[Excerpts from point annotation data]
* * * * *
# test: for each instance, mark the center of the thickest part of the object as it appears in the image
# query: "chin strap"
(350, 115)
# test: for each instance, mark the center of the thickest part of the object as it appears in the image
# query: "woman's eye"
* * * * *
§ **TASK INSTRUCTIONS**: Reproduce every one of the lines above word for word, from the first to the last.

§ **COMPLETE RESPONSE**:
# test: for each instance, mark the center of the thickest part of the object as it appears in the image
# query: "chin strap"
(350, 115)
# test: for each instance, mark the center of the thickest part of the object as it appears in the image
# query: "woman's eye"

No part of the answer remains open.